● What the task requires
A picture-free, exact reproduction of the listing that follows is required.
BEGIN
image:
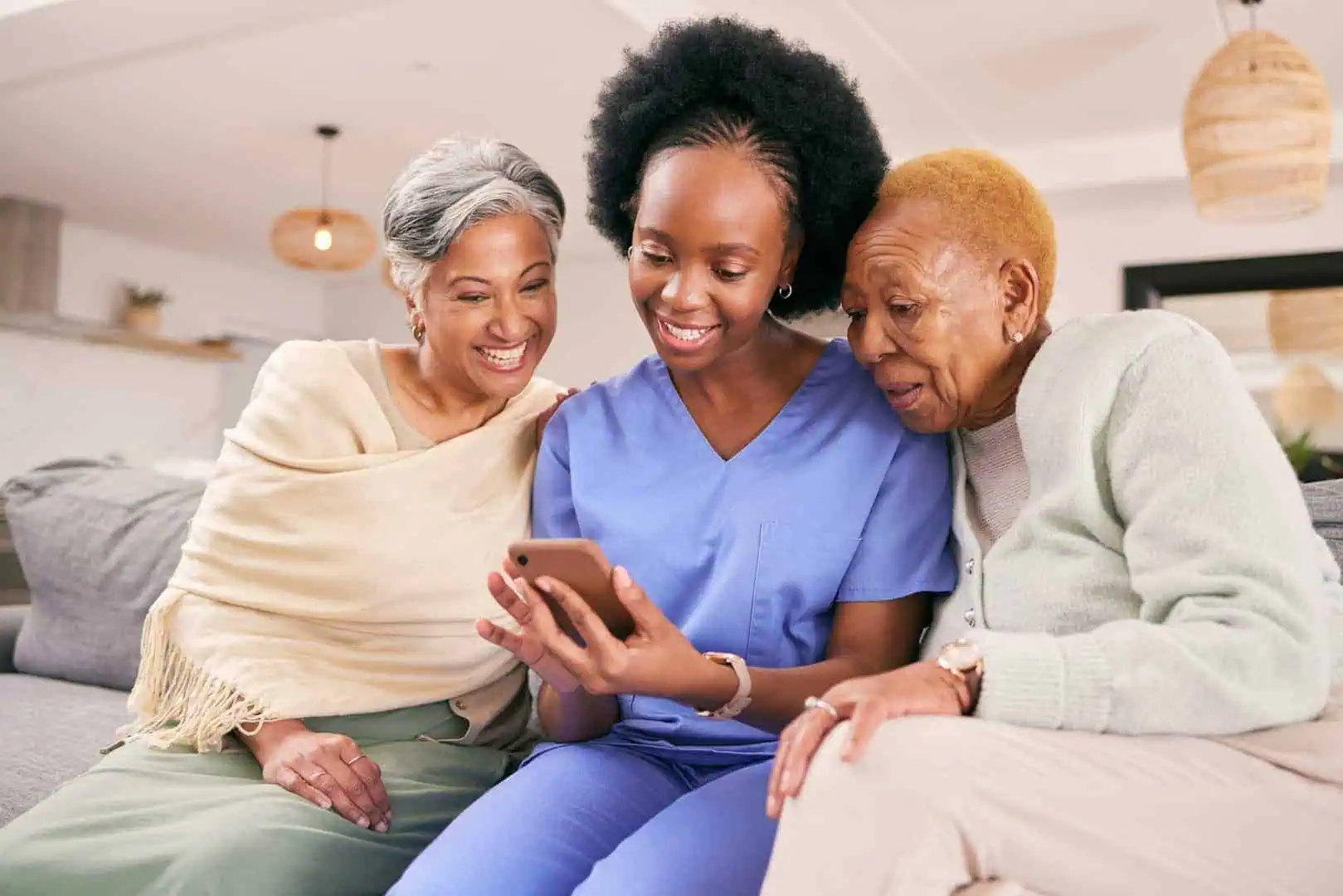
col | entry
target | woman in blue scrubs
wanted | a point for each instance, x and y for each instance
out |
(782, 527)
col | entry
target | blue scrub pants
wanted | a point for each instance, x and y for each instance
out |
(605, 820)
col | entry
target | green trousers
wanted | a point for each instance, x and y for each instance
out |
(173, 822)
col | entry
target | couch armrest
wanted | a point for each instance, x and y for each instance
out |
(11, 618)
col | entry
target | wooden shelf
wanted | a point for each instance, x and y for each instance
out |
(52, 327)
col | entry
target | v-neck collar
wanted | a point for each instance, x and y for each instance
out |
(778, 423)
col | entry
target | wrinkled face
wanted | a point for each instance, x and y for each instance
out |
(489, 306)
(932, 319)
(709, 250)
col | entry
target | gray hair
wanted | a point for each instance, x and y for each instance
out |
(455, 184)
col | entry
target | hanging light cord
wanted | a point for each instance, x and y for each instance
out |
(1251, 6)
(328, 134)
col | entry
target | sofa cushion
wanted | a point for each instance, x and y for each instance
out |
(1325, 501)
(97, 543)
(52, 731)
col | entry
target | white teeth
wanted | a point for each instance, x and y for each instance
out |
(505, 358)
(687, 334)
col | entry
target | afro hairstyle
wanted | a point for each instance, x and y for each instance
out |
(985, 202)
(718, 80)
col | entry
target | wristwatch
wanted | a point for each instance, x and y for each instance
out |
(742, 699)
(965, 661)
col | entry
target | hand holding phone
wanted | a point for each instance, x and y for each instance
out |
(581, 564)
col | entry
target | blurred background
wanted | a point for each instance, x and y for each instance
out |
(152, 151)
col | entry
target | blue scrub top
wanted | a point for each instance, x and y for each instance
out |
(835, 501)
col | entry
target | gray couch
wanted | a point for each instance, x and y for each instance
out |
(95, 543)
(50, 730)
(98, 543)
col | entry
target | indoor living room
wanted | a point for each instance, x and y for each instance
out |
(188, 188)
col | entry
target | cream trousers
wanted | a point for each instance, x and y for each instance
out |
(948, 805)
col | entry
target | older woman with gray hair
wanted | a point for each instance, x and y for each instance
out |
(1130, 691)
(314, 704)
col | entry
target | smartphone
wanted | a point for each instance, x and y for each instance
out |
(581, 564)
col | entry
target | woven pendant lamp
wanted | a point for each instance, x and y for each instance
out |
(1258, 128)
(1306, 399)
(323, 238)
END
● Expected answer
image:
col | entry
target | woman in blue scrubs
wanted | a point for each instance, x and y for each instance
out |
(782, 527)
col | entry
target | blue scrub pants
wanted | a point for each instance, x and y for each instance
out |
(605, 820)
col | entry
target | green trousers
wanted | a point for each instance, x and y for each instance
out |
(173, 822)
col | entry
target | couch armrest
wanted | a point for each instance, x and y for each instance
out |
(11, 618)
col | entry
target | wooden shelf
wanted | a point for each instance, x and y for each instance
out |
(52, 327)
col | entry
target | v-neck collar
wanted | a point for each instance, x and y for each instance
out |
(778, 423)
col | entry
target | wrinkled face
wanted | a point for each instance, x and y for each instance
out |
(489, 306)
(932, 319)
(709, 250)
col | entry
target | gray hair
wanted | a point for each instance, x and y for each instance
out |
(455, 184)
col | entry
target | hanging light cord
wanted | a point for each instance, x and y for each instance
out |
(1251, 6)
(328, 134)
col | entry
target | sofa cushion
wanted | a point for each instance, x and y for each instance
out |
(1325, 501)
(97, 543)
(52, 731)
col | entry
target | white teeth
wanted | a point for each instance, x and y for each instance
out |
(505, 358)
(687, 334)
col | entry
target | afro hairstyle
wanted | a point for each instance, x and y for each instance
out |
(985, 202)
(718, 80)
col | entry
target | wristwatch
wanted | a point for each instance, x and y for each instance
out |
(742, 699)
(965, 661)
col | entry
target | hand holding phone
wanted | a point for each instance, x and y for each instance
out |
(581, 564)
col | entry
target | blurred background
wanted | a point for each instance, x and y for each instance
out |
(152, 151)
col | entry
target | blue scrub top
wanted | a point for each instance, x and y for each instance
out |
(835, 501)
col | entry
target | gray couch
wanted | a point for each instance, x and y for each instance
out |
(95, 543)
(50, 730)
(98, 543)
col | entry
target | indoor living room
wanted | a point for each instance, x and y for each instance
out |
(188, 188)
col | entry
target | cream trousers
wanted | a point for each instance, x and y for each instance
out |
(948, 805)
col | entry
target | older woman with gray hair
wanted | a point for each instance, x and y for each instance
out |
(1130, 691)
(314, 704)
col | entry
target | smartphone
wanted | a point for each instance, x and y for each instance
out |
(581, 564)
col | entry
target | woven pendant lamp
wanted | a point for each instance, x and y for each instance
out |
(1258, 128)
(1306, 399)
(323, 238)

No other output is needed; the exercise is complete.